[[ Text for analysis, beginning ]]

Senate Temporarily Raises Debt Limit to Avoid Government Shutdown

In Summary

The Senate voted to end the filibuster in order to raise the debt limit temporarily until December.

The Senate voted on Thursday to temporarily raise the debt limit by $480 billion until a new deadline of December 3, 2021.  

According to ABC News, this news comes after the GOP filibuster was broken with a 61-38 vote. Eleven Republicans voted with the Democrats to end it, allowing the debt limit to be raised with a 50-48 majority.  

The 11 Republicans who voted to end the filibuster and advance the debt ceiling vote were Senate Minority Leader Mitch McConnell along with Senators Richard Shelby, Lisa Murkowski, Susan Collins, Roy Blunt, Rob Portman, John Thune, Mike Rounds, John Cornyn, Shelly Moore Capito and John Barrasso.  

No Republicans voted with Democrats to raise the debt ceiling. Although it passed in the Senate, the House must approve the measure before President Joe Biden can sign off.  

House Speaker Nancy Pelosi said the House may need to return early from recess, which was supposed to run until October 19. It is one day after the deadline Treasury Secretary Janet Yellen warned would be the day money ran out and a government shutdown would begin.  

PREVIOUS: Americans Brace for Potential Government Shutdown 

If the House and President Biden miss the October deadline, the government shutdown could impact many sectors including Social Security payments, a halt on benefits for veterans and rising rates on credit cards, loans and mortgages.  

According to the Committee for a Responsible Federal Budget, other programs like Medicare, environmental and food inspection, air travel, Health and Human Services, the Internal Revenue Service (IRS) and the Supplemental Nutrition Assistance Program (SNAP) all will be affected.

[[ Text for analysis, end ]]

Brief -
Write out the whole article on the Senate's temporary debt limit increase, word for word.

[[ Data listing, beginning ]]

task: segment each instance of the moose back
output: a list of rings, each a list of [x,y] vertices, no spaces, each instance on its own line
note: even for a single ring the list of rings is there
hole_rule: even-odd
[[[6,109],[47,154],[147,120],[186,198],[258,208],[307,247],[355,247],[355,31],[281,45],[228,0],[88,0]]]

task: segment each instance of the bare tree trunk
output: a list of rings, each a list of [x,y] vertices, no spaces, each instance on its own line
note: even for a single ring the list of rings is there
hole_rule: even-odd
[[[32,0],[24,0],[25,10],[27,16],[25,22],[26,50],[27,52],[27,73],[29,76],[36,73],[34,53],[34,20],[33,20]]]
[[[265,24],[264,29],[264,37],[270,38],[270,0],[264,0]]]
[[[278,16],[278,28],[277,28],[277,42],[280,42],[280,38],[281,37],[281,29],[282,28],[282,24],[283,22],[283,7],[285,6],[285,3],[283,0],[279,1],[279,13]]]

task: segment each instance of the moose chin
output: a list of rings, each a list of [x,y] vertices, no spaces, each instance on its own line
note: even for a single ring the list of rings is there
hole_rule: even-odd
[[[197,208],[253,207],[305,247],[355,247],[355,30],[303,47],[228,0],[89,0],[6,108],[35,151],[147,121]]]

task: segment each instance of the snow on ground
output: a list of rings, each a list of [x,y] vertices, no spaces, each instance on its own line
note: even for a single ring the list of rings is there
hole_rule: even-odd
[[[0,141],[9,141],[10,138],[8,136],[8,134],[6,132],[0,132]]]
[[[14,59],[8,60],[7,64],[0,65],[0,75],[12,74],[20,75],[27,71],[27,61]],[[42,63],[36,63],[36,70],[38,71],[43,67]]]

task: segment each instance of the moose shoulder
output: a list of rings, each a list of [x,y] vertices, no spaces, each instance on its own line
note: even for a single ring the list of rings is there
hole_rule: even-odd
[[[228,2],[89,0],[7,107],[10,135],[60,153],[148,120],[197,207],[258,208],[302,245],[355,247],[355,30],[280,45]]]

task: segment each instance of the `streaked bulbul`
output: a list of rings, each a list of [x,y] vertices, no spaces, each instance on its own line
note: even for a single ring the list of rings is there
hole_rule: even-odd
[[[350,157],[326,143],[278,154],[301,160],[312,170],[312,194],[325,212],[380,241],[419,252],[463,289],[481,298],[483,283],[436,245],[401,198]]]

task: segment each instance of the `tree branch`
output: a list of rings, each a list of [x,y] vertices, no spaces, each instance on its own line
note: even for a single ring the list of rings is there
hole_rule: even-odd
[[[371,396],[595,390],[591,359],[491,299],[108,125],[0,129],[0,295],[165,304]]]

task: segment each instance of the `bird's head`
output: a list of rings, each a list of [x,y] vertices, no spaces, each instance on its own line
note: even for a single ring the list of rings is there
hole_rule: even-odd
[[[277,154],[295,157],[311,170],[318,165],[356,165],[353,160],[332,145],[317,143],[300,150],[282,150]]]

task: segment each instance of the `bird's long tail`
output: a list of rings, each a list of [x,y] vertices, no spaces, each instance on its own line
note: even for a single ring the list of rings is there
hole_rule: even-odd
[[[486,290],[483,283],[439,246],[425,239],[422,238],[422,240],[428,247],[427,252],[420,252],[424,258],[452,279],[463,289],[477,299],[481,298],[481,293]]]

[[ Data listing, end ]]

Expected answer -
Senate Temporarily Raises Debt Limit to Avoid Government Shutdown

In Summary

The Senate voted to end the filibuster in order to raise the debt limit temporarily until December.

The Senate voted on Thursday to temporarily raise the debt limit by $480 billion until a new deadline of December 3, 2021.  

According to ABC News, this news comes after the GOP filibuster was broken with a 61-38 vote. Eleven Republicans voted with the Democrats to end it, allowing the debt limit to be raised with a 50-48 majority.  

The 11 Republicans who voted to end the filibuster and advance the debt ceiling vote were Senate Minority Leader Mitch McConnell along with Senators Richard Shelby, Lisa Murkowski, Susan Collins, Roy Blunt, Rob Portman, John Thune, Mike Rounds, John Cornyn, Shelly Moore Capito and John Barrasso.  

No Republicans voted with Democrats to raise the debt ceiling. Although it passed in the Senate, the House must approve the measure before President Joe Biden can sign off.  

House Speaker Nancy Pelosi said the House may need to return early from recess, which was supposed to run until October 19. It is one day after the deadline Treasury Secretary Janet Yellen warned would be the day money ran out and a government shutdown would begin.  

PREVIOUS: Americans Brace for Potential Government Shutdown 

If the House and President Biden miss the October deadline, the government shutdown could impact many sectors including Social Security payments, a halt on benefits for veterans and rising rates on credit cards, loans and mortgages.  

According to the Committee for a Responsible Federal Budget, other programs like Medicare, environmental and food inspection, air travel, Health and Human Services, the Internal Revenue Service (IRS) and the Supplemental Nutrition Assistance Program (SNAP) all will be affected.